Given data
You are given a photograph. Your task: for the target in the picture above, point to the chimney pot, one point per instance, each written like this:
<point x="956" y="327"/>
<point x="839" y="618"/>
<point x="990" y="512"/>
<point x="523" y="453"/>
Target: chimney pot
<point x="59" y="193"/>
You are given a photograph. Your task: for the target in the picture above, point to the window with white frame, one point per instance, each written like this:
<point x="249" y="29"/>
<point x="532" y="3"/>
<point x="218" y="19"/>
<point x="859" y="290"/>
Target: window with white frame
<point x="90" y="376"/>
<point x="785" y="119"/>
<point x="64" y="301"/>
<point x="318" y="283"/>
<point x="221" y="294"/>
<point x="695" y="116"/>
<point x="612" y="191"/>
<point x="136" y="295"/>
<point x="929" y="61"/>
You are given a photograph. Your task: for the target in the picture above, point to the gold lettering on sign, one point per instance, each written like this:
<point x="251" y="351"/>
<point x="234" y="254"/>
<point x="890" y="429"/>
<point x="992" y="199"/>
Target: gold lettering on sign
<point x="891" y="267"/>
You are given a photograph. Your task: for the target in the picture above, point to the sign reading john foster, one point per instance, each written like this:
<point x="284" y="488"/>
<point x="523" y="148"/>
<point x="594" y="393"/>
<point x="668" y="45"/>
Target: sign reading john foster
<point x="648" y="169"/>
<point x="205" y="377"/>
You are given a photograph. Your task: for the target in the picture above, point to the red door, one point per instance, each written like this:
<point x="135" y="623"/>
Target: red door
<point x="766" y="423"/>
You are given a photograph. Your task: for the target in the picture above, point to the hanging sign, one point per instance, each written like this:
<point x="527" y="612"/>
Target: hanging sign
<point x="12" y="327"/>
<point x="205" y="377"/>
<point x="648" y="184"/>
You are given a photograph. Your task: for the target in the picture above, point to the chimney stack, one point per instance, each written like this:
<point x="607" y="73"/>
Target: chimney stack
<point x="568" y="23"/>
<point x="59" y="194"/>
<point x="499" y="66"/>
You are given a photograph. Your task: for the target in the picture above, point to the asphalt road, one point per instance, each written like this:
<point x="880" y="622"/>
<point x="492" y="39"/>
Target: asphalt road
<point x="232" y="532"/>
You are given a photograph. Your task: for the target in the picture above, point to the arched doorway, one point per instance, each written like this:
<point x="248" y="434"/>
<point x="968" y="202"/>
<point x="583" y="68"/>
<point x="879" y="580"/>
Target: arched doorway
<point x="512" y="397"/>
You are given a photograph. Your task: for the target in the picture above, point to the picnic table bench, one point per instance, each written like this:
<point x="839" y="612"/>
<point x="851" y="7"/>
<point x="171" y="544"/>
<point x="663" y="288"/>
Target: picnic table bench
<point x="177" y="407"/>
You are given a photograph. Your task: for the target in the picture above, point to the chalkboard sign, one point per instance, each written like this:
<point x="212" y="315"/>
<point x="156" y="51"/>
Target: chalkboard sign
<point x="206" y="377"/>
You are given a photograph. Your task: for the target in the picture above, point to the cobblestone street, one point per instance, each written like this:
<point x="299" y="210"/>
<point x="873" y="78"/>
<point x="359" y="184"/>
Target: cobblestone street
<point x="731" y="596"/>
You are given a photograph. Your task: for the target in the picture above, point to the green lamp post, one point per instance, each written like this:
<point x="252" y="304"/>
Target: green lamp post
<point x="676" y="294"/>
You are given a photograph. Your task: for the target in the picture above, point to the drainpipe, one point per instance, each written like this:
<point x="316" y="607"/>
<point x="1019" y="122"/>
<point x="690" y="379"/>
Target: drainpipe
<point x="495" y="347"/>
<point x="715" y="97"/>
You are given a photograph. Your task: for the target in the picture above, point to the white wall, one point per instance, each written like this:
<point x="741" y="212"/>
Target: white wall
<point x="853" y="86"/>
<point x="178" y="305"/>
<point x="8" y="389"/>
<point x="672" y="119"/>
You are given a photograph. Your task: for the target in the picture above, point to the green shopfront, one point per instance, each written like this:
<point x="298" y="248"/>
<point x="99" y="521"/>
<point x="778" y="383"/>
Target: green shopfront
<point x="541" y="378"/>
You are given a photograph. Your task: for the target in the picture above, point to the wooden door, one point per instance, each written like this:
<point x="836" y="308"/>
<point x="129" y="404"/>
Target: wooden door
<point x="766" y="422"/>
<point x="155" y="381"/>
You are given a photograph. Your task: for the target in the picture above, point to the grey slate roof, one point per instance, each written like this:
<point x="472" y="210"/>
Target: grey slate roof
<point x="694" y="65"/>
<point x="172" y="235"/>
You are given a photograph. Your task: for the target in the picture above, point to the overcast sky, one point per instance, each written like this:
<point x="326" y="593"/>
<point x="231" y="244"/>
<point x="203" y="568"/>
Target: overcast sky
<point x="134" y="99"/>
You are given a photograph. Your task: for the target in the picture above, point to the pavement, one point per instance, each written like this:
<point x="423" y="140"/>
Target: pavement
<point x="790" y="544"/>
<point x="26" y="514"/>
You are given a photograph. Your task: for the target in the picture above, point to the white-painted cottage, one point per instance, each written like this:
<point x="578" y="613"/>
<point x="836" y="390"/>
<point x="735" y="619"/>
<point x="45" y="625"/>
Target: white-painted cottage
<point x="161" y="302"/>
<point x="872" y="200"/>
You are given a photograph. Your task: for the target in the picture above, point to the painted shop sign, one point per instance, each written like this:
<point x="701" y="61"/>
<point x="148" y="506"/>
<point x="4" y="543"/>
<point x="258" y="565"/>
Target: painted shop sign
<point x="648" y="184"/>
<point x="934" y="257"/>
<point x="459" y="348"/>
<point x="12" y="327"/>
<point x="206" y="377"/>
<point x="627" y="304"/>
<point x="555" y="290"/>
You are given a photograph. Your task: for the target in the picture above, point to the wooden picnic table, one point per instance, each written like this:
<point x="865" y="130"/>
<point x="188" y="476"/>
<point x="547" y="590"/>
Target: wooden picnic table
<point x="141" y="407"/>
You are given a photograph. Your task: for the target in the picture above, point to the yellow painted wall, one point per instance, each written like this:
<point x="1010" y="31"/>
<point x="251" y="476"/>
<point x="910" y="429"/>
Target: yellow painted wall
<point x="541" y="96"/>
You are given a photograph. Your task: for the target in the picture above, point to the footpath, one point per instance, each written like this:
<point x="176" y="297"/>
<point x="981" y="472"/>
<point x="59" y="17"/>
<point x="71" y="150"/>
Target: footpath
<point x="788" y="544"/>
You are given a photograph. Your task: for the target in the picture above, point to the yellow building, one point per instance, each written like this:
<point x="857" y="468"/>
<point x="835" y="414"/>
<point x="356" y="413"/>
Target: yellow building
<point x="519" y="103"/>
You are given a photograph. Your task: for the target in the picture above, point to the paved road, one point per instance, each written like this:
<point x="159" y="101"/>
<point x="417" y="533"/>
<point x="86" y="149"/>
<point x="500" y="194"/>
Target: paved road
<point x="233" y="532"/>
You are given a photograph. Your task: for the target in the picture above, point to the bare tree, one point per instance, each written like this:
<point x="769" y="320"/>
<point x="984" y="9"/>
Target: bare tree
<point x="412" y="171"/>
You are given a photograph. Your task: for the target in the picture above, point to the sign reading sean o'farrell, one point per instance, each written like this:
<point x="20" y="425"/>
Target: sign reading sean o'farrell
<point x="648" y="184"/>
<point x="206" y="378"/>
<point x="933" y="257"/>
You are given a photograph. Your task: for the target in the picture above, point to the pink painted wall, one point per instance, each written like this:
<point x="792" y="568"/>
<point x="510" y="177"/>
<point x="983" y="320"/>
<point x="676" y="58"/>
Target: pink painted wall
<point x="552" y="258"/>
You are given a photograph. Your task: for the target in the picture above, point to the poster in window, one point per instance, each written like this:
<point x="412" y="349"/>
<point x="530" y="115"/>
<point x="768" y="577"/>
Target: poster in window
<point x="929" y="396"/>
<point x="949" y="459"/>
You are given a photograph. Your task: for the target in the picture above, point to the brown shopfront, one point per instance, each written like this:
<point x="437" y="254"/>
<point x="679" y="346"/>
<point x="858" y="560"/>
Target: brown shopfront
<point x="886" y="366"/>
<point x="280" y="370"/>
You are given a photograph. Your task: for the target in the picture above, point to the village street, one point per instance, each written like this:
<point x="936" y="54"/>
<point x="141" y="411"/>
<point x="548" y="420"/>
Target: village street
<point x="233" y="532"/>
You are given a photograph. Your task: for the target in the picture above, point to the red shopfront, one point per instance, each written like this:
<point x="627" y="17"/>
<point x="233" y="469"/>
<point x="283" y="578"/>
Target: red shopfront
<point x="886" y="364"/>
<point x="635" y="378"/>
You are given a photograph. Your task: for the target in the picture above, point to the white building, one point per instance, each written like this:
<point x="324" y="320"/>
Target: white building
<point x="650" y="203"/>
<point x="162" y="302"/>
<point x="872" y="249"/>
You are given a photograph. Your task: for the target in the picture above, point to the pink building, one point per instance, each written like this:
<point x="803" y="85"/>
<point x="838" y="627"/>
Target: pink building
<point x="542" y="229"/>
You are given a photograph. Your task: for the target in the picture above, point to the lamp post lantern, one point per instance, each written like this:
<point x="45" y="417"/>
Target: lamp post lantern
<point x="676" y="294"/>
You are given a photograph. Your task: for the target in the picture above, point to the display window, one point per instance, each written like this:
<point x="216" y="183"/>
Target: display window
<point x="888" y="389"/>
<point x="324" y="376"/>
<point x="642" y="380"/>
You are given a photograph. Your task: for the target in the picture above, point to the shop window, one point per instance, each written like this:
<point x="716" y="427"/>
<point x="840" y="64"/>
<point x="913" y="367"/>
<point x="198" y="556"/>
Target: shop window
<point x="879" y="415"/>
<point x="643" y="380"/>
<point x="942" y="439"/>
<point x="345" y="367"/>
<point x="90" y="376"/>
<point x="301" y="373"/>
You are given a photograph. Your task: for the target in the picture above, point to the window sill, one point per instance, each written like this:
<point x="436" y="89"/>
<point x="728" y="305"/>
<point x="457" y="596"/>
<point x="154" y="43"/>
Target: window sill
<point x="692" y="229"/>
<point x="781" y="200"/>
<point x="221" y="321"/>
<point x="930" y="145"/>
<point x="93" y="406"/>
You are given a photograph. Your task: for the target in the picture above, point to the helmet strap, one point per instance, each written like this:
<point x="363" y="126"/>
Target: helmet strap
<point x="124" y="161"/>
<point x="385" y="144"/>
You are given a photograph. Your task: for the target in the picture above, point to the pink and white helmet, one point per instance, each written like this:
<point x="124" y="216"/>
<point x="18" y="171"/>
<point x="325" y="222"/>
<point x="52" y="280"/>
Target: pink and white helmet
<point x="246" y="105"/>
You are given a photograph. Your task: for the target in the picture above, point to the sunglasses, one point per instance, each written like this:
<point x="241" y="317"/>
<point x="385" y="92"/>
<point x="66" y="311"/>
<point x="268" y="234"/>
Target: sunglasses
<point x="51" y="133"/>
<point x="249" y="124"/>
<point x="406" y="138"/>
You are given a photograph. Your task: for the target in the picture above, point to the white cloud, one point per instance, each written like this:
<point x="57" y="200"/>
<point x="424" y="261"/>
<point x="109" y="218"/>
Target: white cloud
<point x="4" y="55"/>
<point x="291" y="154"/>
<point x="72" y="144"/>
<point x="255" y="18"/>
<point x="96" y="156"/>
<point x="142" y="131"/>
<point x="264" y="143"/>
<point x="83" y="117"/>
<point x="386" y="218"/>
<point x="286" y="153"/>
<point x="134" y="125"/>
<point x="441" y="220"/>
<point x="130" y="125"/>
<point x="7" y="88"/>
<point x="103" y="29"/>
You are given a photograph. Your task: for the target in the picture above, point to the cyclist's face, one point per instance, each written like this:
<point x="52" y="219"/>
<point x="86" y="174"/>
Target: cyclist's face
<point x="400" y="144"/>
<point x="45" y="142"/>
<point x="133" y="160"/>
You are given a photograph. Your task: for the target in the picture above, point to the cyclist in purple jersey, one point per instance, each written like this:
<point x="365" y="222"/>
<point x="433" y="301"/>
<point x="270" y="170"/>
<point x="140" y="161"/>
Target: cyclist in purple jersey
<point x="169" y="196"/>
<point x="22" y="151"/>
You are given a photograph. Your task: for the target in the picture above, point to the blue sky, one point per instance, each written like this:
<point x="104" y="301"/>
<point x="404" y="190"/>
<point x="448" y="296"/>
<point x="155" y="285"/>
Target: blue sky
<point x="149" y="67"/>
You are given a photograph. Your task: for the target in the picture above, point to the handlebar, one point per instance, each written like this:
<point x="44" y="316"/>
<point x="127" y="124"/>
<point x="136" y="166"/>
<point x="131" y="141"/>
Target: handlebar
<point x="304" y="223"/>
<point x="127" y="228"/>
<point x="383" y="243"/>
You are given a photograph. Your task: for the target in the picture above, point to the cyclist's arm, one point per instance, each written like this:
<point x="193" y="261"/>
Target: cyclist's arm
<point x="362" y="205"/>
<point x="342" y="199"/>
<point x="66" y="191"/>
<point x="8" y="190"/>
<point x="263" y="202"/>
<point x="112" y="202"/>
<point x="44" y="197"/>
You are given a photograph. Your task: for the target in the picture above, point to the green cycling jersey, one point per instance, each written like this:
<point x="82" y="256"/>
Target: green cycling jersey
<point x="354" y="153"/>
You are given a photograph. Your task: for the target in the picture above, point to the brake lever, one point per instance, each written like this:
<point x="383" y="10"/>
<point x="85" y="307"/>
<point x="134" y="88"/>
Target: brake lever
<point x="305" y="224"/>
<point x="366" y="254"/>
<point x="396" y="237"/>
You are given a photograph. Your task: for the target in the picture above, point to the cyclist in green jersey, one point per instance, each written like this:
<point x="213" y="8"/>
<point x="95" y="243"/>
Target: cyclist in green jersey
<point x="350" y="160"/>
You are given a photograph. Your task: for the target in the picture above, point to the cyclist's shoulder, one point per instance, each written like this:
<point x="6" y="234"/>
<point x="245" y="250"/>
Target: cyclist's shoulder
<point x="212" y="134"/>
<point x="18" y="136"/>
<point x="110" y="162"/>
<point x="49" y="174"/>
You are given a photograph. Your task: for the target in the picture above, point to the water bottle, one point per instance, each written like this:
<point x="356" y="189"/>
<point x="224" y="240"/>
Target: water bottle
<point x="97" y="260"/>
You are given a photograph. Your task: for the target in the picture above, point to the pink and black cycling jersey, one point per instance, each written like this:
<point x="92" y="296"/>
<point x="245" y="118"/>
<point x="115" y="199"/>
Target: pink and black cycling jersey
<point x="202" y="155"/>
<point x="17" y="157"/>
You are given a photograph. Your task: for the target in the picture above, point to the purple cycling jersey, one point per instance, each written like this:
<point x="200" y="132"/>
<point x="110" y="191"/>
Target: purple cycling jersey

Exercise description
Pull out every line from the one with "cyclist's shoulder, one" to the end of the listing, and output only those.

The result
You are given a photograph. Your task: for the target in the picture above, point to the cyclist's shoulder, one point per instance, each written like this:
<point x="6" y="234"/>
<point x="245" y="250"/>
Target: cyclist's shoulder
<point x="212" y="134"/>
<point x="18" y="136"/>
<point x="110" y="162"/>
<point x="49" y="174"/>
You are given a photograph. Your task: for the target in the picture above, point to the water bottle, one point per instance, each written like this:
<point x="356" y="189"/>
<point x="224" y="240"/>
Target: water bottle
<point x="97" y="260"/>
You are given a photograph. Your task: for the target in the picture above, point to the pink and black cycling jersey, one point per instance, each written like this:
<point x="92" y="296"/>
<point x="245" y="118"/>
<point x="115" y="199"/>
Target: pink and black cycling jersey
<point x="202" y="155"/>
<point x="17" y="157"/>
You are given a photograph. Your task: for the target in the picture above, point to the purple cycling jersey, one point per instance, each written like this:
<point x="200" y="132"/>
<point x="110" y="191"/>
Target: purple cycling jersey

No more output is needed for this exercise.